* **Your objective**
Rewrite the text on dyeing machinery from "Strategies for Enhancing" up to and including "process more sustainable.", switching "exhaust dyeing" to "jet dyeing" each time it occurs.

Modern machinery, such as low liquor ratio jets, dramatically reduces water and energy consumption. Low liquor ratio jet dyeing machines, including the Thies iMaster H2O, Fong’s TEC Series, Sclavos Venus, Obem StarFlow, and MCS Jiggers, are engineered for efficient dyeing of cotton and polyester fabrics. These machines feature liquor ratios as low as 1:3.5 to 1:4, ensuring minimal water, energy, and chemical usage. They provide uniform dyeing with high reproducibility, thanks to advanced control systems and optimized circulation. These technologies emphasize eco-friendly operations, aligning with contemporary sustainability standards. By reducing resource consumption and improving dyeing precision, these machines represent a significant advancement in the textile industry’s efforts toward environmental responsibility.

Thies Signature machine
Figure 4: Signature ultra low liquor ratio jet by Thies

Thies launched its innovative Signature Series at ITMA 2023 in Milano (Figure 4). This new dyeing technology offers ultra-low liquor ratios starting at 1:2.3, significantly reducing water and dye consumption. The machine enhances dyeing uniformity and shortens batch times, providing a sustainable solution for various fabric types with advanced digital control systems.

Another example for machinery innovation is Alchemie´s waterless Endeavour system. Jsrtex, a textile manufacturing company based in Taiwan has completed its first sustainable dye run, which uses 95% less water and 85% less energy, according to Alchemie [7].

In continuous and semi-continuous dyeing interesting innovations of recent years are spray dyeing and foam dyeing. WEKO, who acquired Rotaspray in 2021, combined the dye padding with a non-contact forced rotor spray application of the chemicals in the Pad-spray-steam process [8]. No intermediate drying is required, therefore saving energy and reducing CO2 emissions. An example for foam dyeing is the “Dry Indigo Denim” collection launched by  

the denim brand Wrangler, which features foam-dyed denim fabrics produced by the Spanish mill Tejidos Royo. The dyeing process utilizes machines from the Gaston Systems based on a patented technique.

Strategies for Enhancing Energy Efficiency and Reducing CO2 Emissions

Adopting advanced dyeing techniques is essential for reducing energy use and CO2 emissions. Cold pad batch dyeing is more efficient compared to traditional exhaust dyeing, offering significant energy savings. In exhaust dyeing, the implementation of ultra lower liquor ratios cuts down water and energy consumption, making the dyeing process more sustainable.

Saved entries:
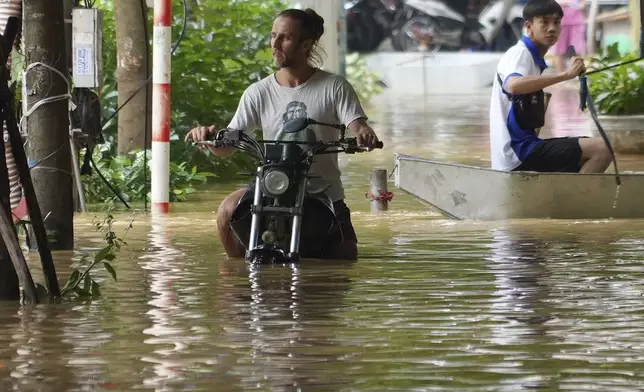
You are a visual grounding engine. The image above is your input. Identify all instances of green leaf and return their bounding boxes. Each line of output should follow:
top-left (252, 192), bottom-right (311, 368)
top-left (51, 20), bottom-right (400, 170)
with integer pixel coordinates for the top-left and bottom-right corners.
top-left (94, 245), bottom-right (112, 263)
top-left (83, 274), bottom-right (92, 293)
top-left (92, 281), bottom-right (101, 297)
top-left (103, 262), bottom-right (118, 282)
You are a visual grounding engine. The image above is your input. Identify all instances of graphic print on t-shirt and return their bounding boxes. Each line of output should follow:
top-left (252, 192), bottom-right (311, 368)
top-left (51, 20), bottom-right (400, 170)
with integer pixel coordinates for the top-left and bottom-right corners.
top-left (277, 101), bottom-right (317, 144)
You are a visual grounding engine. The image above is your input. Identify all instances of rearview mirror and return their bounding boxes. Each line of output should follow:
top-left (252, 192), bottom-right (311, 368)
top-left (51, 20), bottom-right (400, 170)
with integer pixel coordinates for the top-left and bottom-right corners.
top-left (282, 117), bottom-right (311, 133)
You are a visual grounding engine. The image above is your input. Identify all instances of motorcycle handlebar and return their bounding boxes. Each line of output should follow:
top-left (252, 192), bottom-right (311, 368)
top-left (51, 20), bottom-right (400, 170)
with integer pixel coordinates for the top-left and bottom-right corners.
top-left (192, 138), bottom-right (384, 152)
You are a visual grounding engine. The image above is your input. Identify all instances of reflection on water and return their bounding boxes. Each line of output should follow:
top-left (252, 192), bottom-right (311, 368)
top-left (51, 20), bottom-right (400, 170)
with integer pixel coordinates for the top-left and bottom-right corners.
top-left (0, 89), bottom-right (644, 391)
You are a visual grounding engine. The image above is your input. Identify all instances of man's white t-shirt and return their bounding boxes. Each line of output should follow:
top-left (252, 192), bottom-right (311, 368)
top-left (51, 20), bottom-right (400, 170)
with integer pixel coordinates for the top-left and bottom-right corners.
top-left (490, 36), bottom-right (547, 171)
top-left (228, 69), bottom-right (367, 202)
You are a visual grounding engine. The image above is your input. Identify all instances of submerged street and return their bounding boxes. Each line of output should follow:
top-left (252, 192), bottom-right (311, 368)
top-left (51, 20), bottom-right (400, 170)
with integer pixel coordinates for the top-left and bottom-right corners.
top-left (0, 86), bottom-right (644, 391)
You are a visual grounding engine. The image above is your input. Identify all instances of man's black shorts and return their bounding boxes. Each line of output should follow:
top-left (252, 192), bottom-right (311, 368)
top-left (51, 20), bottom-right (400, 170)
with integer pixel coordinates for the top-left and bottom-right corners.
top-left (513, 137), bottom-right (581, 173)
top-left (240, 181), bottom-right (358, 243)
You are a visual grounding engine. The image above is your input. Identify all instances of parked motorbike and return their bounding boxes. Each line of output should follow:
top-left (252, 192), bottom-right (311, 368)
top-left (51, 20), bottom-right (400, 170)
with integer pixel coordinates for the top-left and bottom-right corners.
top-left (195, 118), bottom-right (382, 264)
top-left (391, 0), bottom-right (523, 51)
top-left (344, 0), bottom-right (403, 52)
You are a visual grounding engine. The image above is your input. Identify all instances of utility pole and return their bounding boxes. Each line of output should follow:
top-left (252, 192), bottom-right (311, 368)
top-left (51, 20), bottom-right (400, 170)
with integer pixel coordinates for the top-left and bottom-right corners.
top-left (114, 0), bottom-right (151, 154)
top-left (23, 0), bottom-right (74, 250)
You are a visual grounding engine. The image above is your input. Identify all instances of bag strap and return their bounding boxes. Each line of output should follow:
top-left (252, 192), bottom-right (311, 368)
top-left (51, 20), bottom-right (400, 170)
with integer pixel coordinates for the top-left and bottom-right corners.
top-left (496, 72), bottom-right (512, 100)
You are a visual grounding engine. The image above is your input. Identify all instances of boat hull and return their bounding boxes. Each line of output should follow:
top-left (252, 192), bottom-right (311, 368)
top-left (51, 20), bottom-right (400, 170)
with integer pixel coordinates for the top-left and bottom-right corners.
top-left (395, 154), bottom-right (644, 221)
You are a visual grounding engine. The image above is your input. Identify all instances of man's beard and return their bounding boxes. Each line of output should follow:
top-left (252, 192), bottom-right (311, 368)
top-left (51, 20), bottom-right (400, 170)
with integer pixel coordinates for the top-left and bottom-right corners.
top-left (273, 55), bottom-right (293, 69)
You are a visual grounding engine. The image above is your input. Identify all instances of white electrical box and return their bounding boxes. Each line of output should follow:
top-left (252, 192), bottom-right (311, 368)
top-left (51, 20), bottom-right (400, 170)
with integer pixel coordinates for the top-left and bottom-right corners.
top-left (72, 8), bottom-right (103, 88)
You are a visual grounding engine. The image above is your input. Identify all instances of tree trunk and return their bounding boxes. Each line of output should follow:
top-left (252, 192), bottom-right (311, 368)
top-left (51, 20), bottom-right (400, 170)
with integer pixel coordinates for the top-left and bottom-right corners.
top-left (23, 0), bottom-right (74, 250)
top-left (114, 0), bottom-right (151, 154)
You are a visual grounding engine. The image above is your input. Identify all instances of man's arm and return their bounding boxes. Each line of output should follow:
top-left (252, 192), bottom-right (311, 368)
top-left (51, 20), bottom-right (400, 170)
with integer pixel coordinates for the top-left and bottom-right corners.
top-left (504, 57), bottom-right (586, 95)
top-left (186, 86), bottom-right (261, 158)
top-left (505, 72), bottom-right (572, 95)
top-left (335, 79), bottom-right (378, 146)
top-left (347, 117), bottom-right (378, 146)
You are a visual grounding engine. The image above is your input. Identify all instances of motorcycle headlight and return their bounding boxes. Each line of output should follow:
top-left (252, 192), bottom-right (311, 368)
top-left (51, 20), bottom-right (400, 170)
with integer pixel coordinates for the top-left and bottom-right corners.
top-left (263, 170), bottom-right (290, 196)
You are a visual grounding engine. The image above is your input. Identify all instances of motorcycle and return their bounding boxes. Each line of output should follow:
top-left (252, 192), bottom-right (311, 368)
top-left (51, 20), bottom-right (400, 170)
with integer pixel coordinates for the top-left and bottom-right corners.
top-left (344, 0), bottom-right (403, 53)
top-left (391, 0), bottom-right (523, 51)
top-left (195, 117), bottom-right (382, 264)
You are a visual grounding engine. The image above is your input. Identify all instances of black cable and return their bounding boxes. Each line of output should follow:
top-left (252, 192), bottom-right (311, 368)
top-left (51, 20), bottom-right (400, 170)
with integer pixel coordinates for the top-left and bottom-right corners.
top-left (640, 0), bottom-right (644, 57)
top-left (141, 0), bottom-right (149, 212)
top-left (586, 56), bottom-right (644, 76)
top-left (90, 157), bottom-right (130, 210)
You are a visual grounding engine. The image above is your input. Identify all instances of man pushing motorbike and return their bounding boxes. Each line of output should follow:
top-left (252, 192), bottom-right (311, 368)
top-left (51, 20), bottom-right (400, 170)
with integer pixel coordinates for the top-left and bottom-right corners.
top-left (185, 9), bottom-right (378, 260)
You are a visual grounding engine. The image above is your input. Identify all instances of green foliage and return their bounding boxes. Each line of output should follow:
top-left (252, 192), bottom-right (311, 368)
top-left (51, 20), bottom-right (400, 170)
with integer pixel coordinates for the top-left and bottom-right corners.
top-left (588, 43), bottom-right (644, 115)
top-left (96, 0), bottom-right (286, 181)
top-left (84, 143), bottom-right (216, 203)
top-left (61, 205), bottom-right (133, 298)
top-left (346, 53), bottom-right (383, 104)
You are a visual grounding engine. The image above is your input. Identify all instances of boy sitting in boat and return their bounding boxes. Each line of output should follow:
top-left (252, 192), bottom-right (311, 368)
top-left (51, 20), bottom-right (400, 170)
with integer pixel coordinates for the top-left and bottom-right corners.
top-left (490, 0), bottom-right (611, 173)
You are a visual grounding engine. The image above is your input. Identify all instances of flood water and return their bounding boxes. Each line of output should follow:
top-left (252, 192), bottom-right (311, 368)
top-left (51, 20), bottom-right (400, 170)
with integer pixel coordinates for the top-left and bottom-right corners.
top-left (0, 85), bottom-right (644, 392)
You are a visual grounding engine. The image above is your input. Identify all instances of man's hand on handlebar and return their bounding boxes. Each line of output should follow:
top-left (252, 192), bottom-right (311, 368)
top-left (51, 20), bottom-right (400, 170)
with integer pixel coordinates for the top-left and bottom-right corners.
top-left (184, 125), bottom-right (217, 149)
top-left (349, 118), bottom-right (378, 148)
top-left (566, 56), bottom-right (586, 79)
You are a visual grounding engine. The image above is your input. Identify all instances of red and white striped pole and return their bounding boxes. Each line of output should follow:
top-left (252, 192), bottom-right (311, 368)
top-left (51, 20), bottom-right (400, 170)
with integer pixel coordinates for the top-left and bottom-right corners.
top-left (151, 0), bottom-right (172, 214)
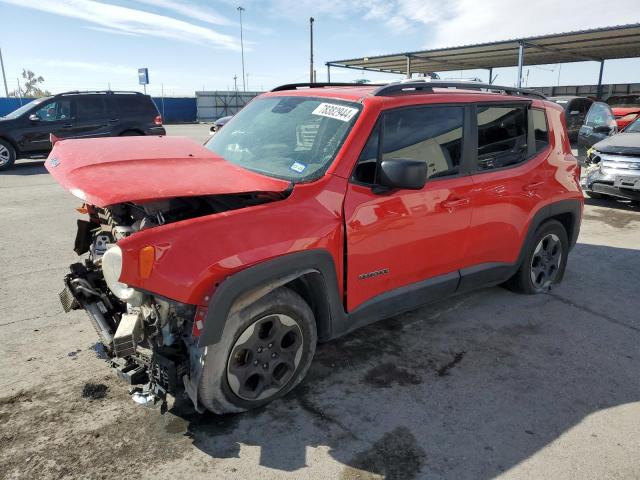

* **Solution below**
Strategies for Enhancing Energy Efficiency and Reducing CO2 Emissions

Adopting advanced dyeing techniques is essential for reducing energy use and CO2 emissions. Cold pad batch dyeing is more efficient compared to traditional jet dyeing, offering significant energy savings. In jet dyeing, the implementation of ultra lower liquor ratios cuts down water and energy consumption, making the dyeing process more sustainable.